** START Source extract **

PUBLIC INTEREST IN PROTECTING CULTURAL HERITAGE vs. PRIVATE INTERESTS OF ART OWNERS: R.

AuthorKrasniqi, Selda

BACKGROUND

The Painting (left), Madonna con Bambino, has had a chequered history. It had been purchased by the applicant, Mrs Kathleen Simonis, at auction in Florence in May 1990 for 8 million lire (circa 3,500 [pounds sterling]) and it was at the time understood to be a 'Panel Painting from the 1800s'. The Painting entered and left Italy several times in the 1990s (all with proper licences), as it was being looked at and restored by experts abroad. In February 1999, upon the Painting's return from the USA, Simonis applied for an Italian licence for temporary import, which was duly granted. By this time, the Painting was being attributed to Giotto (or his school). It was regarded by the Italian authorities as being 'an extraordinary pictorial document of national interest' (para 13).

Simonis was later in dispute with the Ministero Dei Beni E Delle Attivita Culturali e Del Turismo, (the Italian Ministry of Cultural Heritage and Activities and Tourism) over the validity of a series of export licences and a certificate for free movement issued by the Italian authorities in respect of the Painting. The licence of 1999 had been valid for only five years. When the claimant sought to extend this, her application was refused: the Italian authorities had in the meantime accepted the attribution to Giotto which had become apparent following the restoration and cleaning of the Painting.

** END Source extract **
** START Stored records **

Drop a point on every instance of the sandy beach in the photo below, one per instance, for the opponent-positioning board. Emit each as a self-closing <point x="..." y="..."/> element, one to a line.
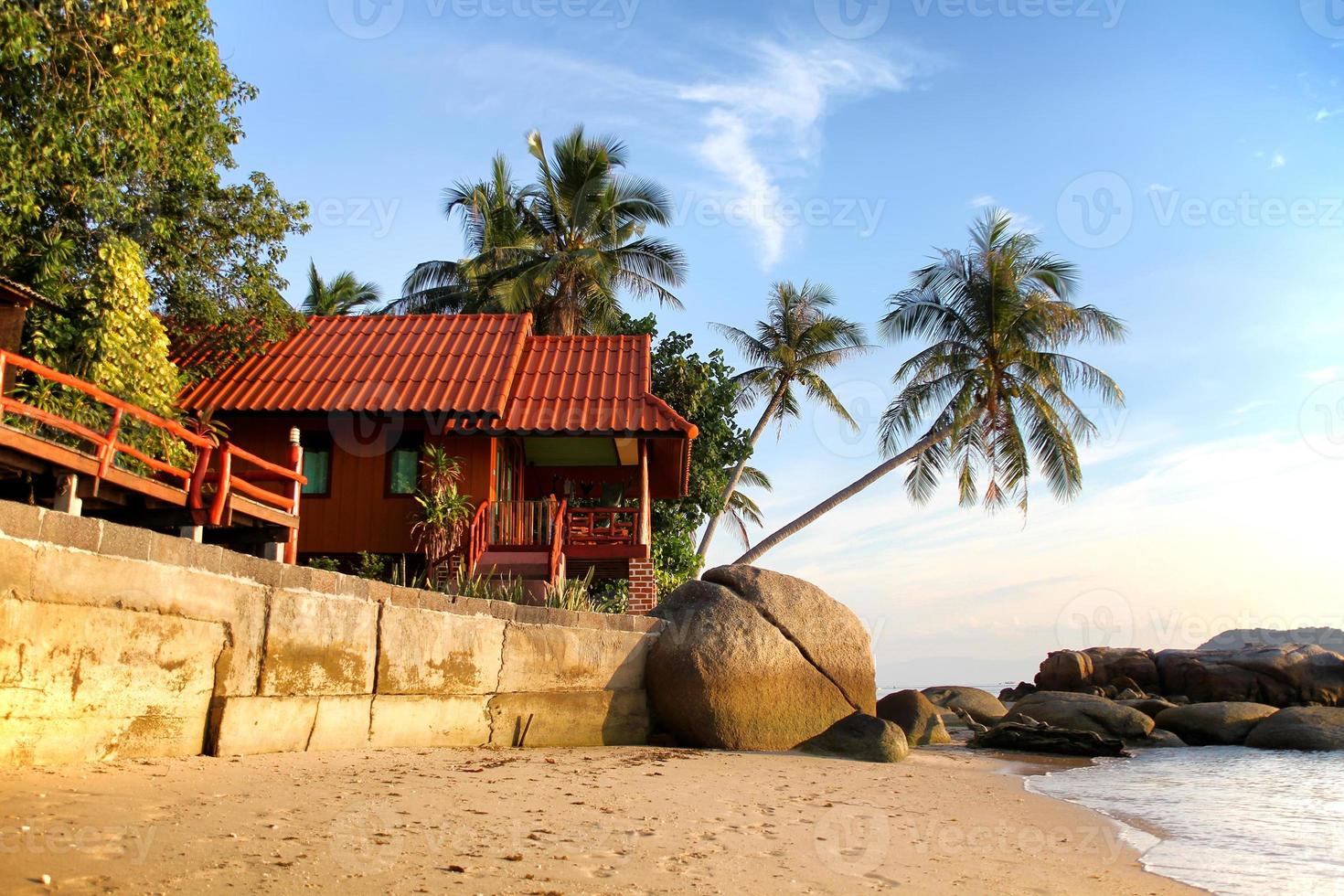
<point x="568" y="821"/>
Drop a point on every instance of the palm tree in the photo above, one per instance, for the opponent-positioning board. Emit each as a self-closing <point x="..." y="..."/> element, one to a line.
<point x="792" y="347"/>
<point x="562" y="249"/>
<point x="342" y="294"/>
<point x="741" y="509"/>
<point x="994" y="383"/>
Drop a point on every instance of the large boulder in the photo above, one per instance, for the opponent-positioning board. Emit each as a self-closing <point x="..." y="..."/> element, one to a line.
<point x="755" y="660"/>
<point x="862" y="738"/>
<point x="978" y="704"/>
<point x="1300" y="729"/>
<point x="1214" y="724"/>
<point x="1081" y="670"/>
<point x="1238" y="638"/>
<point x="915" y="716"/>
<point x="1083" y="712"/>
<point x="1278" y="676"/>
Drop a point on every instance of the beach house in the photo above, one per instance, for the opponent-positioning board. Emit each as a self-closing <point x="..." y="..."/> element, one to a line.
<point x="560" y="443"/>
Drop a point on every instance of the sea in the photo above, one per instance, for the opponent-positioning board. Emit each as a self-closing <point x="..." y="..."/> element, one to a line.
<point x="1227" y="819"/>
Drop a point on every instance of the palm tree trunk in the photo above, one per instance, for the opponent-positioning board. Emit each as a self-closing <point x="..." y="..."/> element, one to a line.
<point x="742" y="465"/>
<point x="840" y="497"/>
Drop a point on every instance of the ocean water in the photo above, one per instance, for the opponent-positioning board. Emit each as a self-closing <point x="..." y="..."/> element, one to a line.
<point x="1227" y="819"/>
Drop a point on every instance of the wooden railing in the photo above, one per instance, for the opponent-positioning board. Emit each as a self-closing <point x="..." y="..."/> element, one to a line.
<point x="214" y="463"/>
<point x="477" y="538"/>
<point x="603" y="526"/>
<point x="558" y="543"/>
<point x="522" y="523"/>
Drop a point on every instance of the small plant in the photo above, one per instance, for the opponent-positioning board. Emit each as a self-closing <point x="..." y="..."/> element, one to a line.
<point x="443" y="512"/>
<point x="571" y="594"/>
<point x="371" y="566"/>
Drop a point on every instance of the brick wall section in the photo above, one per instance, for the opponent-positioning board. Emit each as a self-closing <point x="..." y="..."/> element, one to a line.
<point x="644" y="592"/>
<point x="122" y="643"/>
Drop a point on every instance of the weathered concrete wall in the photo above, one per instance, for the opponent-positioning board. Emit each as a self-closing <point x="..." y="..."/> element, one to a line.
<point x="123" y="643"/>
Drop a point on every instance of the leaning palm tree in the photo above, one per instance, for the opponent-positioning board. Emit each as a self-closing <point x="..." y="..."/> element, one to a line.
<point x="991" y="394"/>
<point x="339" y="295"/>
<point x="798" y="340"/>
<point x="563" y="249"/>
<point x="742" y="511"/>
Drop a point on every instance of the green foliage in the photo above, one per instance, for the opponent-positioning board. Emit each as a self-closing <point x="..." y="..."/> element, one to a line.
<point x="563" y="248"/>
<point x="119" y="120"/>
<point x="371" y="566"/>
<point x="342" y="294"/>
<point x="443" y="512"/>
<point x="702" y="389"/>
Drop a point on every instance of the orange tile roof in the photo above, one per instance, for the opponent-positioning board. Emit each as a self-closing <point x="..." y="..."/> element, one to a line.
<point x="486" y="372"/>
<point x="460" y="363"/>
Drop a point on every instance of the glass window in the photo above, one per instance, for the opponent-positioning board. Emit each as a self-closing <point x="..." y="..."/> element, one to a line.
<point x="403" y="472"/>
<point x="317" y="468"/>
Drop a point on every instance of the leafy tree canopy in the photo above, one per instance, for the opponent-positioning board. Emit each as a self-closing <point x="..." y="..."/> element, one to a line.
<point x="117" y="119"/>
<point x="703" y="391"/>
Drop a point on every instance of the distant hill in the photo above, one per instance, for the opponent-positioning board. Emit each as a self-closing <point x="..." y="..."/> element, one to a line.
<point x="1237" y="638"/>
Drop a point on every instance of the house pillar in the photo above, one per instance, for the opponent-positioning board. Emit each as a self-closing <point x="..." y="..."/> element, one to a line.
<point x="644" y="590"/>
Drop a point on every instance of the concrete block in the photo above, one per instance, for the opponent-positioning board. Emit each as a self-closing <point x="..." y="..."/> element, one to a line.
<point x="319" y="645"/>
<point x="125" y="541"/>
<point x="551" y="658"/>
<point x="83" y="684"/>
<point x="342" y="723"/>
<point x="578" y="719"/>
<point x="20" y="520"/>
<point x="431" y="721"/>
<point x="249" y="726"/>
<point x="89" y="579"/>
<point x="80" y="532"/>
<point x="423" y="652"/>
<point x="16" y="567"/>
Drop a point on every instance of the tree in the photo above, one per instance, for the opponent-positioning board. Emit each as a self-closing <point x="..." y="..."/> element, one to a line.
<point x="117" y="120"/>
<point x="703" y="391"/>
<point x="991" y="391"/>
<point x="563" y="248"/>
<point x="798" y="340"/>
<point x="342" y="294"/>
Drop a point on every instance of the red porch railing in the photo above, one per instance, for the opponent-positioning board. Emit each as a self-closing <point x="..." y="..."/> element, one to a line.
<point x="108" y="446"/>
<point x="603" y="526"/>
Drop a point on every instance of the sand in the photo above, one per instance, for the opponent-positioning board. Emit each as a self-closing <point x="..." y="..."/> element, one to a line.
<point x="568" y="821"/>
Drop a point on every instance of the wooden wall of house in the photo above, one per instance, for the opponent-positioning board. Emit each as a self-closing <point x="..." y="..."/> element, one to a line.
<point x="357" y="515"/>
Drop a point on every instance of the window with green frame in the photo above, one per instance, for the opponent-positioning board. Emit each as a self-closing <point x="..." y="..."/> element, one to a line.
<point x="317" y="465"/>
<point x="403" y="468"/>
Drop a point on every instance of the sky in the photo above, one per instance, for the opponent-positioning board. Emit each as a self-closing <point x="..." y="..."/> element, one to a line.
<point x="1184" y="155"/>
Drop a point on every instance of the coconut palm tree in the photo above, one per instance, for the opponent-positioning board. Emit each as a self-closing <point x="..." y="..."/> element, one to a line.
<point x="741" y="509"/>
<point x="991" y="392"/>
<point x="342" y="294"/>
<point x="798" y="340"/>
<point x="563" y="248"/>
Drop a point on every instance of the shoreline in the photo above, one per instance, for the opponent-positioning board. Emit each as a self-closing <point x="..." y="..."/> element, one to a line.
<point x="558" y="821"/>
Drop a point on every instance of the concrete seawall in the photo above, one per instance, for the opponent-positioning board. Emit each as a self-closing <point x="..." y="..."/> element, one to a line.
<point x="120" y="643"/>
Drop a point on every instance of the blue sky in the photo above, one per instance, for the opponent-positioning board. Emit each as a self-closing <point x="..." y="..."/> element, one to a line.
<point x="1184" y="155"/>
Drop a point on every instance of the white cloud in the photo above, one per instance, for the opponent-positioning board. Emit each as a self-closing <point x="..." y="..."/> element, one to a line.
<point x="1326" y="375"/>
<point x="771" y="117"/>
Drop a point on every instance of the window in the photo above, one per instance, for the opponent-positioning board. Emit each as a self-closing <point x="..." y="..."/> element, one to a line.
<point x="317" y="464"/>
<point x="403" y="468"/>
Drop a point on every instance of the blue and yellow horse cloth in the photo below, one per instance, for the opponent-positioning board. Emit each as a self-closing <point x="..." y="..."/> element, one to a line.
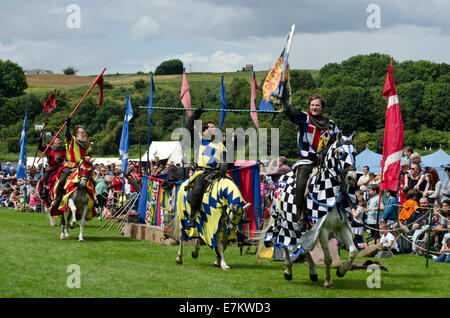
<point x="212" y="223"/>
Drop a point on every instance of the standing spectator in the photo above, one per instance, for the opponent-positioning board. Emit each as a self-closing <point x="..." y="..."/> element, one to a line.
<point x="434" y="185"/>
<point x="369" y="183"/>
<point x="364" y="179"/>
<point x="445" y="190"/>
<point x="372" y="211"/>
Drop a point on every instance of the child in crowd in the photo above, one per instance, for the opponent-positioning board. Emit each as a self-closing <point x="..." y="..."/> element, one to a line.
<point x="445" y="250"/>
<point x="387" y="239"/>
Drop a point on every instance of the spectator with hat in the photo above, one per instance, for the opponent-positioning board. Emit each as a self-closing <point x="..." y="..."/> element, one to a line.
<point x="445" y="189"/>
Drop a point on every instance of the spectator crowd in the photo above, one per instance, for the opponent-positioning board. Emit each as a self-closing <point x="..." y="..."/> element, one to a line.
<point x="410" y="219"/>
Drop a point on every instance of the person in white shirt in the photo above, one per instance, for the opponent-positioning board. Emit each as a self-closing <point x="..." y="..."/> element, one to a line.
<point x="387" y="239"/>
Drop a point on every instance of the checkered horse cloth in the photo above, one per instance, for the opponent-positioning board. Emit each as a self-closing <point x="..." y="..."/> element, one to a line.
<point x="324" y="190"/>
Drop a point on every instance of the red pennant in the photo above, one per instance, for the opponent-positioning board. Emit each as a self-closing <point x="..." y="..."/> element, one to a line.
<point x="50" y="102"/>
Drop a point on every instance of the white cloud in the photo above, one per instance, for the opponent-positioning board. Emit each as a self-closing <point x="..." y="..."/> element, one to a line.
<point x="145" y="28"/>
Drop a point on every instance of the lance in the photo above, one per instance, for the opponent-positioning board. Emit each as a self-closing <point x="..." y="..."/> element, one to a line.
<point x="71" y="114"/>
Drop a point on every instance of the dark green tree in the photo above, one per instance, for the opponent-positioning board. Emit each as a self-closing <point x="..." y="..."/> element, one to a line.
<point x="12" y="79"/>
<point x="170" y="67"/>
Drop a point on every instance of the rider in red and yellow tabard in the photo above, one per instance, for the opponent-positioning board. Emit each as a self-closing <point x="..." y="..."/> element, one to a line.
<point x="77" y="147"/>
<point x="55" y="159"/>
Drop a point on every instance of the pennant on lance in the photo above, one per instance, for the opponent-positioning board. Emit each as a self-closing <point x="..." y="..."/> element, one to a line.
<point x="272" y="88"/>
<point x="393" y="135"/>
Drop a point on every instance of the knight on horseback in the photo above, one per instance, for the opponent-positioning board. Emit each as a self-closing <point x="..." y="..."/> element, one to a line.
<point x="211" y="162"/>
<point x="77" y="147"/>
<point x="55" y="159"/>
<point x="315" y="134"/>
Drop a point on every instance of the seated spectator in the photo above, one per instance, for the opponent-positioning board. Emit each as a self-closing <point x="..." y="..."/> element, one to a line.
<point x="387" y="240"/>
<point x="445" y="250"/>
<point x="358" y="219"/>
<point x="439" y="226"/>
<point x="35" y="201"/>
<point x="417" y="218"/>
<point x="408" y="151"/>
<point x="387" y="243"/>
<point x="405" y="168"/>
<point x="415" y="180"/>
<point x="390" y="214"/>
<point x="434" y="185"/>
<point x="371" y="181"/>
<point x="373" y="216"/>
<point x="409" y="206"/>
<point x="364" y="179"/>
<point x="445" y="190"/>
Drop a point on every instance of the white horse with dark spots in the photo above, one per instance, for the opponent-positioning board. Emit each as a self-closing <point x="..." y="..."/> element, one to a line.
<point x="78" y="200"/>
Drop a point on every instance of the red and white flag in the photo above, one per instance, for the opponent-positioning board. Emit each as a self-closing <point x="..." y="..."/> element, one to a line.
<point x="254" y="114"/>
<point x="393" y="135"/>
<point x="185" y="96"/>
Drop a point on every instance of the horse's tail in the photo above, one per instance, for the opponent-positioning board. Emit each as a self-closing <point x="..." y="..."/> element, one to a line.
<point x="175" y="225"/>
<point x="261" y="234"/>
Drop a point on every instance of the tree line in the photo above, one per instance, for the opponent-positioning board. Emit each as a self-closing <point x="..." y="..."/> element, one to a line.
<point x="352" y="89"/>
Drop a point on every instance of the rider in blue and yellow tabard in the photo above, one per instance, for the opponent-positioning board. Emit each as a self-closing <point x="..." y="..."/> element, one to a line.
<point x="211" y="161"/>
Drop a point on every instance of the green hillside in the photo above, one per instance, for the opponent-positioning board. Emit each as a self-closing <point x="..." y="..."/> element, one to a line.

** END Stored records **

:: Task instructions ::
Name every place that the extract on the Madonna con Bambino painting mentions by name.

:: Response to this exercise ::
Florence, Italy, USA